* Task prompt:
Identify every line of the rows below that contains the string "bottle", and copy each of those lines out in full.

* Data entries:
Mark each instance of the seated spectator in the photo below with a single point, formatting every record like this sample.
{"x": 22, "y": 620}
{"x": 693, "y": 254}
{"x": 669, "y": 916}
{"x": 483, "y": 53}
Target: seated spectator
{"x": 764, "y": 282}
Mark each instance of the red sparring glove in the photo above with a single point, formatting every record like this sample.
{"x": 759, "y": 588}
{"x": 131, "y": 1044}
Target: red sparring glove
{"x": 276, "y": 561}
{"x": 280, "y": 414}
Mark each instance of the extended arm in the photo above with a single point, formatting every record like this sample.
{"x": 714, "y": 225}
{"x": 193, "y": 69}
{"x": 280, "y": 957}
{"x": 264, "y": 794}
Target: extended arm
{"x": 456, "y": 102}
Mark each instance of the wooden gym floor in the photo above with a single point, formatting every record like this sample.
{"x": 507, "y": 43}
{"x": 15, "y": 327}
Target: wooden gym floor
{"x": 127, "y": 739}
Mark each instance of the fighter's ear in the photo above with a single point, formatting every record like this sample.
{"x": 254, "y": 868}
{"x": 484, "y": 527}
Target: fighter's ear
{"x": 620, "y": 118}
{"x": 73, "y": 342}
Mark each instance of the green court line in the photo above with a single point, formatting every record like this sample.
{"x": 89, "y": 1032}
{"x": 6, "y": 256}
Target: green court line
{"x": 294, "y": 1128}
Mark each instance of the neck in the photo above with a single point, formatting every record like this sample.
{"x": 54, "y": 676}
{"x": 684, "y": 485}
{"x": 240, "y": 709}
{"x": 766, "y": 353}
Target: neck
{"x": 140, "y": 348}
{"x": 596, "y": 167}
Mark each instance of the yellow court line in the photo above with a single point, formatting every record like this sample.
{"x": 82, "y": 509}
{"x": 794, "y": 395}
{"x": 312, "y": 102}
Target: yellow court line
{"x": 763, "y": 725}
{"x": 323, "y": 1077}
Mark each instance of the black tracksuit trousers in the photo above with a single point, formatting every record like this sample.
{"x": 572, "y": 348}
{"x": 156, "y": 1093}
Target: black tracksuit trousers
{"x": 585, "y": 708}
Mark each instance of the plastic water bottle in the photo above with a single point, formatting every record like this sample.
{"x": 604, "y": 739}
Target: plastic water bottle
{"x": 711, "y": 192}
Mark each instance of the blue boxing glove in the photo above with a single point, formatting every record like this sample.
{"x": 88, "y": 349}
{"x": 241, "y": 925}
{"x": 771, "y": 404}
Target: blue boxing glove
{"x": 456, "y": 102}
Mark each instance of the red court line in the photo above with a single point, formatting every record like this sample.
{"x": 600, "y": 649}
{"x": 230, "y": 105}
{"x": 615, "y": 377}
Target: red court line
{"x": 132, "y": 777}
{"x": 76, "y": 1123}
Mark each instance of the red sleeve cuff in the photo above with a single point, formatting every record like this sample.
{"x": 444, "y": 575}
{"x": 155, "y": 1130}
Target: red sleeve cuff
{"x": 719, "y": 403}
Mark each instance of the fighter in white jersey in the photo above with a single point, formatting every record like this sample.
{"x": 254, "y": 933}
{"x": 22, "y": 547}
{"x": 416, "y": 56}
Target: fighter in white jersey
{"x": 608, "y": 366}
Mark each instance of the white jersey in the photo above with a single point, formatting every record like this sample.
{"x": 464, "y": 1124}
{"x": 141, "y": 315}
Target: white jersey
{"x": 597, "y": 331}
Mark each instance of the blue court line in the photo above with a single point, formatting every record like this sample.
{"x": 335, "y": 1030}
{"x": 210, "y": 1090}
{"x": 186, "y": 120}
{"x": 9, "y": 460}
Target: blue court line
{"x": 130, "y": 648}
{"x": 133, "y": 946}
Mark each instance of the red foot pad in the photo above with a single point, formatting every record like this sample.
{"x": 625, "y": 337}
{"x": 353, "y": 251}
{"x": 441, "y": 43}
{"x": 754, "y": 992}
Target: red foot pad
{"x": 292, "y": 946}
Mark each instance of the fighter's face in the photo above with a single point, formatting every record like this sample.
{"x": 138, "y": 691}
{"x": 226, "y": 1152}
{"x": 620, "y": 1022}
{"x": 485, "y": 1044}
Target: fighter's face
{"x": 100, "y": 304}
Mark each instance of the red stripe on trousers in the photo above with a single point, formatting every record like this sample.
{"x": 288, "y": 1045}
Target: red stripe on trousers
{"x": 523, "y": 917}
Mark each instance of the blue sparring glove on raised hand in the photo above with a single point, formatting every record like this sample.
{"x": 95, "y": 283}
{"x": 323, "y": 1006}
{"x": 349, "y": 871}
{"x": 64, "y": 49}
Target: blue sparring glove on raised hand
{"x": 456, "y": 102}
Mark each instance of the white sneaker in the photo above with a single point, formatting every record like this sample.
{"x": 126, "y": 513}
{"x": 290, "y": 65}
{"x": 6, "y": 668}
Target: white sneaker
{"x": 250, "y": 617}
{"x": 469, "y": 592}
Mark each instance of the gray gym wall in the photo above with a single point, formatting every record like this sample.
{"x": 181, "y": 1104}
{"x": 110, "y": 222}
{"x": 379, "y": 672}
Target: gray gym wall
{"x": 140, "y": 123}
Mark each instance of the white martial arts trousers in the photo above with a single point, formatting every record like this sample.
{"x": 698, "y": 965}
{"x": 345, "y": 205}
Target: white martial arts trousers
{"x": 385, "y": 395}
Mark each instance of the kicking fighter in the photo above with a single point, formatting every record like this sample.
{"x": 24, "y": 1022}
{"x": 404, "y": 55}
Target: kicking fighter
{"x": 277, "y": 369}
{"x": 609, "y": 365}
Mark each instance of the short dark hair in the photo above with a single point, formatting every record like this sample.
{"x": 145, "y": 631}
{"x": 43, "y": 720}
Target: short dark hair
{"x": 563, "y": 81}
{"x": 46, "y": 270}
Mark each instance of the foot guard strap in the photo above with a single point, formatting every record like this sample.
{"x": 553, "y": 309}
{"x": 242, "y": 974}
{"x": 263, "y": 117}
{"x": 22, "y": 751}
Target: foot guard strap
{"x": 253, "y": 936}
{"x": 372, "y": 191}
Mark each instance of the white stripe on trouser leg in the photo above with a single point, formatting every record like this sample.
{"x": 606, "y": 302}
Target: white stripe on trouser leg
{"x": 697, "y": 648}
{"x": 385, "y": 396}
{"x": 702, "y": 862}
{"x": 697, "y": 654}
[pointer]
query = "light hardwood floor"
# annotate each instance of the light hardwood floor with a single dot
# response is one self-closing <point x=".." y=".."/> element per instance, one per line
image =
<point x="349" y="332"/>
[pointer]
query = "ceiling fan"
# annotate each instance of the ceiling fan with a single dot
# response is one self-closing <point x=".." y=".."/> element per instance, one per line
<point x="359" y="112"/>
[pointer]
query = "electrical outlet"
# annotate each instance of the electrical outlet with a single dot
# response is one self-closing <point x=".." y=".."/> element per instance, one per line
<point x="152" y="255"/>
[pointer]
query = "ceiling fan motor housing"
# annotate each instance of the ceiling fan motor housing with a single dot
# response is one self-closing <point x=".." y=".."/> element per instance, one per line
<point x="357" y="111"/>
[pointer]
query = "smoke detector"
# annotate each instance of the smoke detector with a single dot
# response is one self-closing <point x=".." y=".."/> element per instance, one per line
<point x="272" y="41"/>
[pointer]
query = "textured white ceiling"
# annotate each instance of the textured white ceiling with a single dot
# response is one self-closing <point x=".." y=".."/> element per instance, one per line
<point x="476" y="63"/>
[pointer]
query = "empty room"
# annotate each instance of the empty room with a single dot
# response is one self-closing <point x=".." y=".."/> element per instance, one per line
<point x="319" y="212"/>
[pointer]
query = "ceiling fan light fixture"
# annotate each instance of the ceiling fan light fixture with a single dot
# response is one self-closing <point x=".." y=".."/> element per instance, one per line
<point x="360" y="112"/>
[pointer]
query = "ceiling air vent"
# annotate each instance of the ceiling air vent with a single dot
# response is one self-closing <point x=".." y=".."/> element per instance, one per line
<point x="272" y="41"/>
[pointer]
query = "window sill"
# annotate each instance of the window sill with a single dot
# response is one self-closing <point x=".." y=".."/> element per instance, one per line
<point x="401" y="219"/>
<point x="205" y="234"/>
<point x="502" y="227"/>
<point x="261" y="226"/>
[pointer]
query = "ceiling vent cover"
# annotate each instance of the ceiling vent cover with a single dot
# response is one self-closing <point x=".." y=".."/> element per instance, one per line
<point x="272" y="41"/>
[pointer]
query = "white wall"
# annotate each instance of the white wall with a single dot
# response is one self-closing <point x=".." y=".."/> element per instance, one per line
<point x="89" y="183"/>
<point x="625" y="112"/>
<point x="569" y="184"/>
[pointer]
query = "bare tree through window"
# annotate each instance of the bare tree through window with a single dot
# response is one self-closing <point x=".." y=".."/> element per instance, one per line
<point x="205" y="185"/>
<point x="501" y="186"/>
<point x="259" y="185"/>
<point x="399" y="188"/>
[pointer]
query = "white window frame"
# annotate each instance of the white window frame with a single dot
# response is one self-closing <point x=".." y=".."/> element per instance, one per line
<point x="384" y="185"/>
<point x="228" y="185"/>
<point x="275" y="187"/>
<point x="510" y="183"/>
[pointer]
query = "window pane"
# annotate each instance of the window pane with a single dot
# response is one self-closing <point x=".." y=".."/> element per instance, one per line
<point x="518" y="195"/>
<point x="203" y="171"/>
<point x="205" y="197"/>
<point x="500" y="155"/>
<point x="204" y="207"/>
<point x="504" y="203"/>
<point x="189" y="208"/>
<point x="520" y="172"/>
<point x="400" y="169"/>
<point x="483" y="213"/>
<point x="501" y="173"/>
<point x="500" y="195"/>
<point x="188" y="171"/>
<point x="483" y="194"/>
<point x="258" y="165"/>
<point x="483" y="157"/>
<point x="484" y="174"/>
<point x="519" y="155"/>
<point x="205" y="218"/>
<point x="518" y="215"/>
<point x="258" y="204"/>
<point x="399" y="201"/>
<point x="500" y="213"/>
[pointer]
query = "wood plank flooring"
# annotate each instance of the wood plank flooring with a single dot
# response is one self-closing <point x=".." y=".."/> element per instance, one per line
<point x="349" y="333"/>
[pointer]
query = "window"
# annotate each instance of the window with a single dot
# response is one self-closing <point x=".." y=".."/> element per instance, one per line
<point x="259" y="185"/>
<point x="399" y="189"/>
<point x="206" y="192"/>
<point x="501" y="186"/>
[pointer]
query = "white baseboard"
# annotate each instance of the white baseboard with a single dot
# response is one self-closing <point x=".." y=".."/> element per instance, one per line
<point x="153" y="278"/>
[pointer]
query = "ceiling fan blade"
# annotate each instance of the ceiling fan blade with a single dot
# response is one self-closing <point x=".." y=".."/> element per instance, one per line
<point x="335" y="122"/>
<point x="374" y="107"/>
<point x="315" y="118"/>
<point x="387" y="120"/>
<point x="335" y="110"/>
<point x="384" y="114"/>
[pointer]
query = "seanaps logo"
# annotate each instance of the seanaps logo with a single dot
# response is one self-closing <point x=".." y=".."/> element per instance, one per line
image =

* Written solution:
Mark each instance of the plastic water bottle in the photo above with a single point, formatting every record like this sample.
Target: plastic water bottle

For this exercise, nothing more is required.